> [SHORT EXERCISE] Reproduce every one of the entries below verbatim, preserving each line and its order.

> [DATA RECORDS]
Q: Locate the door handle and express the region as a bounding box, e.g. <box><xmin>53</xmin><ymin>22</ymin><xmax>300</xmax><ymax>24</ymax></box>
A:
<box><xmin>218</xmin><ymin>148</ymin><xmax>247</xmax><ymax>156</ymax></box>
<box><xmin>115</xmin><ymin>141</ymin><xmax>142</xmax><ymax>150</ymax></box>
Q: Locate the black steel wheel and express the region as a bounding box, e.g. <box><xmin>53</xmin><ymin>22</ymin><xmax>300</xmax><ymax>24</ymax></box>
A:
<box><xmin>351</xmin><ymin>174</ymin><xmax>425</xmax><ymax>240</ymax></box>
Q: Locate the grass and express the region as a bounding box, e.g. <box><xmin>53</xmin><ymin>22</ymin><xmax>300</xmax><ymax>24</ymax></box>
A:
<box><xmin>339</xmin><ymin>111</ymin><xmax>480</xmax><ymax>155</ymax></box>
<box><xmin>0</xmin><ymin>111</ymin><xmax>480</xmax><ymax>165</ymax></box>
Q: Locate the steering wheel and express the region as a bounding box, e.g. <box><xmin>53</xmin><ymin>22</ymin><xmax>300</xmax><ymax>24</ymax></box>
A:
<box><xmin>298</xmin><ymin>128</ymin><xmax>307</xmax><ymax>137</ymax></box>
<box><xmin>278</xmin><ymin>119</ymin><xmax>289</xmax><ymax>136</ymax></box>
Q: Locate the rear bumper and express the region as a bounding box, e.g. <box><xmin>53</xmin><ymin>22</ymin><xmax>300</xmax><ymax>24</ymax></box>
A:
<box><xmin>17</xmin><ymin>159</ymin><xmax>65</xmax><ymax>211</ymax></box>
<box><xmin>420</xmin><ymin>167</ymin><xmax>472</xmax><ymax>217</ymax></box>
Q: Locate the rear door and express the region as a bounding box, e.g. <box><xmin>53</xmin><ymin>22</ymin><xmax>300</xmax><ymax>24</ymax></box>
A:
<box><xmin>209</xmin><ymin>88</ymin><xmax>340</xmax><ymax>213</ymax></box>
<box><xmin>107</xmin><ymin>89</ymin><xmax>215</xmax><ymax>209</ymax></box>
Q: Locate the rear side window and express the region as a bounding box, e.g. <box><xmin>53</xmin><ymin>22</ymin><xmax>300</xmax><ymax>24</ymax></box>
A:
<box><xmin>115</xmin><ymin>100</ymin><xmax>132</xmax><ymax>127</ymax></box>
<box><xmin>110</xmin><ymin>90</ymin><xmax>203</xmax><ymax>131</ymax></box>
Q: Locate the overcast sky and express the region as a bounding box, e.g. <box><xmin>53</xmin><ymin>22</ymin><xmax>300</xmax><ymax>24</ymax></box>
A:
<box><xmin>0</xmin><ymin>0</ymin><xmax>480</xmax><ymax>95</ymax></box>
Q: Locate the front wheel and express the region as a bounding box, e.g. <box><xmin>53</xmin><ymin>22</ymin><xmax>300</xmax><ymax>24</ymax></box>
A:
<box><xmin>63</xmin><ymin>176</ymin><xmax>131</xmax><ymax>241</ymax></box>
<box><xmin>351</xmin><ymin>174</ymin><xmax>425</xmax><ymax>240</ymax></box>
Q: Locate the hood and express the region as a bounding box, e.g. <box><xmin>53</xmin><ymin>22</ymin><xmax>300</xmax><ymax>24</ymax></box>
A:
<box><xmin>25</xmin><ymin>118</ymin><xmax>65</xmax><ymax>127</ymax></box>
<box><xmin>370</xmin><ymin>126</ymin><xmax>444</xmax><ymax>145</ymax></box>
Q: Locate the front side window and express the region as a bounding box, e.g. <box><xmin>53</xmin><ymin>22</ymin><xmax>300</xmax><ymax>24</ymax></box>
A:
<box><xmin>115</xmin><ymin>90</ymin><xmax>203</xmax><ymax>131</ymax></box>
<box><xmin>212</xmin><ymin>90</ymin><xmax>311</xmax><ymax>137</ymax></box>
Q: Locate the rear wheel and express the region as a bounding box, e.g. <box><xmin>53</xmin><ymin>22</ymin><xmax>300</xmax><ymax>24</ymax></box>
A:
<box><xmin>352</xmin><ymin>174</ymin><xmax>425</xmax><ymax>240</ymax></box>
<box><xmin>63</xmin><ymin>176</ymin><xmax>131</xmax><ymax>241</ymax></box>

> [EXERCISE OUTPUT]
Q: Locate the door handle and express the region as a bounding box, e.g. <box><xmin>53</xmin><ymin>22</ymin><xmax>300</xmax><ymax>24</ymax></box>
A:
<box><xmin>218</xmin><ymin>148</ymin><xmax>247</xmax><ymax>156</ymax></box>
<box><xmin>115</xmin><ymin>141</ymin><xmax>142</xmax><ymax>150</ymax></box>
Q: Locate the black steel wheel and express the region as a bounding box, e.g. <box><xmin>53</xmin><ymin>22</ymin><xmax>300</xmax><ymax>24</ymax></box>
A:
<box><xmin>351</xmin><ymin>174</ymin><xmax>425</xmax><ymax>240</ymax></box>
Q: Locate the grass and express the region as a bounding box, e.g. <box><xmin>53</xmin><ymin>22</ymin><xmax>300</xmax><ymax>24</ymax></box>
A:
<box><xmin>339</xmin><ymin>111</ymin><xmax>480</xmax><ymax>155</ymax></box>
<box><xmin>0</xmin><ymin>111</ymin><xmax>480</xmax><ymax>165</ymax></box>
Q: Locate the steering wheel and express the region as a bounding box, e.g. <box><xmin>53</xmin><ymin>22</ymin><xmax>300</xmax><ymax>24</ymax></box>
A:
<box><xmin>298</xmin><ymin>128</ymin><xmax>307</xmax><ymax>137</ymax></box>
<box><xmin>278</xmin><ymin>119</ymin><xmax>289</xmax><ymax>136</ymax></box>
Q: Locate the rear bumper and express the region as a bounding box, e.g. <box><xmin>53</xmin><ymin>22</ymin><xmax>300</xmax><ymax>24</ymax></box>
A:
<box><xmin>17</xmin><ymin>159</ymin><xmax>65</xmax><ymax>211</ymax></box>
<box><xmin>420</xmin><ymin>167</ymin><xmax>472</xmax><ymax>217</ymax></box>
Q: Locate the rear door and express the region as a bounding box, e.g. <box><xmin>53</xmin><ymin>22</ymin><xmax>300</xmax><ymax>24</ymax></box>
A:
<box><xmin>209</xmin><ymin>88</ymin><xmax>340</xmax><ymax>213</ymax></box>
<box><xmin>107</xmin><ymin>89</ymin><xmax>215</xmax><ymax>209</ymax></box>
Q: Locate the rear side window and express the region as a bounding box, e.g. <box><xmin>53</xmin><ymin>22</ymin><xmax>300</xmax><ymax>24</ymax></box>
A:
<box><xmin>115</xmin><ymin>100</ymin><xmax>132</xmax><ymax>127</ymax></box>
<box><xmin>110</xmin><ymin>90</ymin><xmax>203</xmax><ymax>131</ymax></box>
Q: Locate the overcast sky and express the region as a bounding box, e.g. <box><xmin>53</xmin><ymin>22</ymin><xmax>300</xmax><ymax>24</ymax></box>
A:
<box><xmin>0</xmin><ymin>0</ymin><xmax>480</xmax><ymax>95</ymax></box>
Q: Locate the front wheel and express the region as a bounding box, e.g. <box><xmin>53</xmin><ymin>22</ymin><xmax>300</xmax><ymax>24</ymax></box>
A:
<box><xmin>63</xmin><ymin>176</ymin><xmax>131</xmax><ymax>241</ymax></box>
<box><xmin>351</xmin><ymin>174</ymin><xmax>425</xmax><ymax>240</ymax></box>
Q: Locate the hood and express the region as a bounding box, e.g. <box><xmin>53</xmin><ymin>22</ymin><xmax>300</xmax><ymax>24</ymax></box>
A:
<box><xmin>25</xmin><ymin>118</ymin><xmax>65</xmax><ymax>127</ymax></box>
<box><xmin>370</xmin><ymin>126</ymin><xmax>444</xmax><ymax>145</ymax></box>
Q: Locate the front side window and express the region as a bounding box, e.g. <box><xmin>53</xmin><ymin>22</ymin><xmax>300</xmax><ymax>24</ymax></box>
A:
<box><xmin>115</xmin><ymin>90</ymin><xmax>203</xmax><ymax>131</ymax></box>
<box><xmin>212</xmin><ymin>90</ymin><xmax>311</xmax><ymax>137</ymax></box>
Q: Locate the rear wheel and express the region as a bounding box, e.g. <box><xmin>53</xmin><ymin>22</ymin><xmax>300</xmax><ymax>24</ymax></box>
A:
<box><xmin>352</xmin><ymin>174</ymin><xmax>425</xmax><ymax>240</ymax></box>
<box><xmin>63</xmin><ymin>176</ymin><xmax>131</xmax><ymax>241</ymax></box>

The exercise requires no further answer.